#### Trecho selecionado:
***
Escrevi esta resenha em 2016 para um sítio que, aparentemente, não existe mais. Enquanto não escrevo novamente sobre o autor, deixo-a aqui.
Mais
poético do que o poético...
Pádua Fernandes
... que bem
pode ser um dos sentidos do título Mais
cotidiano que o cotidiano,
do último livro de poesia de Alberto Pucheu, publicado pela Azougue
em 2013, uma vez que todos os seus livros, ao menos desde sua segunda
estreia, em 1993, buscaram utilizar poeticamente materiais da
linguagem cotidiana. Não deveríamos esperar menos do autor que, em
Escritos
da indiscernibilidade,
havia dito que “a linguagem, por fundamento e definição, é
poética, mesmo nos momentos em que não a imaginávamos sendo”,
trecho destacado por Renato Rezende em resenha na qual escreveu que
Pucheu “expande os limites do poético”.
É certo que
essa expansão integrava o projeto do modernismo no Brasil, como
escreveu Miguel Saches Neto na apresentação do livro de 2013, e
(acrescento) pode ser identificada em autores do século XIX. Resta
ver como Pucheu a realiza, e que tipo de novidade sua literatura
continua a trazer.
Entendo que
essa expansão pode-se dar, nesta obra, por meio: a) do eu lírico
multiplicado e/ou alheio (especialmente pelo que chama de
“arranjos”); b) do desguarnecimento de fronteiras (para usar uma
expressão cara ao poeta) entre poesia e outros discursos, operação
que é, em si, poética; c) da dissolução do eu na natureza e no
corpo; d) da busca do inarticulado.
***
#### Informações registradas:
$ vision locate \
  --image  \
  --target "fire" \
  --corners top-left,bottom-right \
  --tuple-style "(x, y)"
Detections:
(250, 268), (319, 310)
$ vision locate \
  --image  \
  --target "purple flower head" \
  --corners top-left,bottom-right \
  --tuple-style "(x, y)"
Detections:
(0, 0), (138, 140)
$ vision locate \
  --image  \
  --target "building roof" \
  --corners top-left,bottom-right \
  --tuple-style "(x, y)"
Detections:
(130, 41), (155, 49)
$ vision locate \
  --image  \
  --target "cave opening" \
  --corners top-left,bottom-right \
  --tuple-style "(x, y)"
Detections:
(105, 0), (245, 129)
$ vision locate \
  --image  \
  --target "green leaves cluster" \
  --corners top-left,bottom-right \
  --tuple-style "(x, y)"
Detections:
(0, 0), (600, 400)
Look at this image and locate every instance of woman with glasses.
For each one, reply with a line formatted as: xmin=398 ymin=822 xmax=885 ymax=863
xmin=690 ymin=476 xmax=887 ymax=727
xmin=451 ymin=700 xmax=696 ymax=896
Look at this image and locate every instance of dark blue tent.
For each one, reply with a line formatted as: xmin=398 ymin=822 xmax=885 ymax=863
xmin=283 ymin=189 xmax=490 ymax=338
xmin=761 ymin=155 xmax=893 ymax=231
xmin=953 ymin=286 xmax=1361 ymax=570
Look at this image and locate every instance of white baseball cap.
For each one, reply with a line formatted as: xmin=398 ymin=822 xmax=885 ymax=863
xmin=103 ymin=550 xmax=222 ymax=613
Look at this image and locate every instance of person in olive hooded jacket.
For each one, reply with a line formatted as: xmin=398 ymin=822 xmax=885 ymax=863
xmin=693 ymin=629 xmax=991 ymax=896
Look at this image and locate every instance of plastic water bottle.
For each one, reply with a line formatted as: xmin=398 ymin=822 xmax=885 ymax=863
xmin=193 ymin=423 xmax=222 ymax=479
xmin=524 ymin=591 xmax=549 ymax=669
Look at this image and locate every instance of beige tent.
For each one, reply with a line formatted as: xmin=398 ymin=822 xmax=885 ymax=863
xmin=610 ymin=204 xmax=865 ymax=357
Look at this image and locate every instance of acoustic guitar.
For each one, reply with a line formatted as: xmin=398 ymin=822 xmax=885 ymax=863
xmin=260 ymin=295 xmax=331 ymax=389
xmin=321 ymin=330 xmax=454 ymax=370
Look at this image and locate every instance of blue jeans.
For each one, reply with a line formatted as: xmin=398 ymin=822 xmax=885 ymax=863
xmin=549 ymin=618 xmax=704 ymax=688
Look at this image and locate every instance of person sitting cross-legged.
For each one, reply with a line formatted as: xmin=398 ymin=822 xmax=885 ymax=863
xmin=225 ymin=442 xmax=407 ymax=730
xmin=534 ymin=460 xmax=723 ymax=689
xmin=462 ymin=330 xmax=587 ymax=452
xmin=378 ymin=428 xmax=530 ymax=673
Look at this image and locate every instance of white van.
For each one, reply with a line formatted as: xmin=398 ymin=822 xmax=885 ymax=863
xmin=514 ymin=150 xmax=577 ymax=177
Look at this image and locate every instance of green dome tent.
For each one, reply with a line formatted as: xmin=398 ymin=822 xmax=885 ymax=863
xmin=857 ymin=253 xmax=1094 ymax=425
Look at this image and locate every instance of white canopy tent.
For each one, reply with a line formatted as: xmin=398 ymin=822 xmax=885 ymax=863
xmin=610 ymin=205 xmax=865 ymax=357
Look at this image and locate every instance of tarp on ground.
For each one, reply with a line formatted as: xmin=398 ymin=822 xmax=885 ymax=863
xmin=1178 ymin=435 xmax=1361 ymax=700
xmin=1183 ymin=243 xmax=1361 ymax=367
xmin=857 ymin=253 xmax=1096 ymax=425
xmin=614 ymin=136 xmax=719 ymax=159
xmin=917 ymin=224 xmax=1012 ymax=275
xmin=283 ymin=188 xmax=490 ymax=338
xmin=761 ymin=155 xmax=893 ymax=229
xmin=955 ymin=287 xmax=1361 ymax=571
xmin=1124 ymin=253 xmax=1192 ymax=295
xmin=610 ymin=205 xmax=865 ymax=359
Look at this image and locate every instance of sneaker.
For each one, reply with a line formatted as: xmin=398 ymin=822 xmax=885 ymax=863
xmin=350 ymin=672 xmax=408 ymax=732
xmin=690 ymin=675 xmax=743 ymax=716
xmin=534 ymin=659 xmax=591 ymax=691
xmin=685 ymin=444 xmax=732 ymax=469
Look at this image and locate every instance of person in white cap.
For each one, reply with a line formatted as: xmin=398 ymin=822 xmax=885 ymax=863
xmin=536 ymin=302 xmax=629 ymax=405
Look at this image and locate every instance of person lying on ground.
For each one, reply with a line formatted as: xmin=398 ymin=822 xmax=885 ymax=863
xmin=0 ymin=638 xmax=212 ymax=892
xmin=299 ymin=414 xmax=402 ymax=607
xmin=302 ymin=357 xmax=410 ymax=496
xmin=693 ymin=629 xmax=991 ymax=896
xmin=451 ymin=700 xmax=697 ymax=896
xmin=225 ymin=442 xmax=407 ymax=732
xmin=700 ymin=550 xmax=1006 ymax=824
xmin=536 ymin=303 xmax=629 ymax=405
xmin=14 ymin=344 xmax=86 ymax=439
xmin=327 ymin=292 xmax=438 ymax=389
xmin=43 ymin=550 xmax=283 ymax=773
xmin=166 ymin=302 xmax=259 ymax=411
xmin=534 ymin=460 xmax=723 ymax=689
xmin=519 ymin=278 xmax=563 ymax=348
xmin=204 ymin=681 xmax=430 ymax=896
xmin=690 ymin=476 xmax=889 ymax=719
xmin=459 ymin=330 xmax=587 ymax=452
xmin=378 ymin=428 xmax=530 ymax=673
***
#### Lista de tarefas:
#1 Enumere todos os meios pelos quais, segundo a resenha, a expansão do poético pode se dar no livro de Alberto Pucheu.
#2 Redija a continuação da resenha sobre o livro de Alberto Pucheu, a partir de sua última frase.
Os registros não desempenham papel algum nesta atividade.

#### Respostas por tarefa:
#1
a) o eu lírico multiplicado e/ou alheio (especialmente pelo que o poeta chama de "arranjos");
b) o desguarnecimento de fronteiras entre poesia e outros discursos;
c) a dissolução do eu na natureza e no corpo;
d) a busca do inarticulado.

#2
Essas quatro
linhas da poesia de Pucheu, que se cruzam e se recombinam, já
apareciam com graus variados em livros anteriores. Mais
cotidiano que o cotidiano
mantém os arranjos, poemas que o autor afirma serem totalmente
composto por recortes de discursos alheios e que aparecem com esse
nome desde A
vida é assim,
justamente na parte homônima deste último livro.
Originalmente,
a seção desta obra de 2001 fazia significativa referência a sua
segunda coletânea (e estreia oficial), a plaquete Na
cidade aberta,
mas a referência foi suprimida na reunião de quase todos os seus
primeiros livros de poesia, A
Fronteira Desguarnecida (Poesia Reunida 1993-2007).
Deve-se lembrar que A
cidade aberta
tinha como epígrafe exatamente um “poema colhido na boca de um
transeunte na marina da Glória”
e terminava com poemas produzidos a partir de falas recolhidas na
cidade, método já antigo na poesia de Pucheu.
Também
suprimido na poesia reunida foi o significativo posfácio a A
vida é assim
escrito pelo grande poeta português Alberto Pimenta, que bem viu
nessa poesia “um memento da liquidação lenta do eu, ‘tornado
consciente do arrepio da própria limitação e finitude’
(Adorno)”.
O uso de
frases alheias, retiradas do cotidiano das ruas, dos meios de
transporte poderia ser uma forma de o poeta, a partir de seus
materiais, apresentar a vida tal como ela é, se isso fosse possível,
e de dizer, pelo seu próprio modo de produção, que “a vida é
assim”. De certa forma, é viável fazê-lo, mas apenas por meio de
uma invenção, e nisso temos a poesia.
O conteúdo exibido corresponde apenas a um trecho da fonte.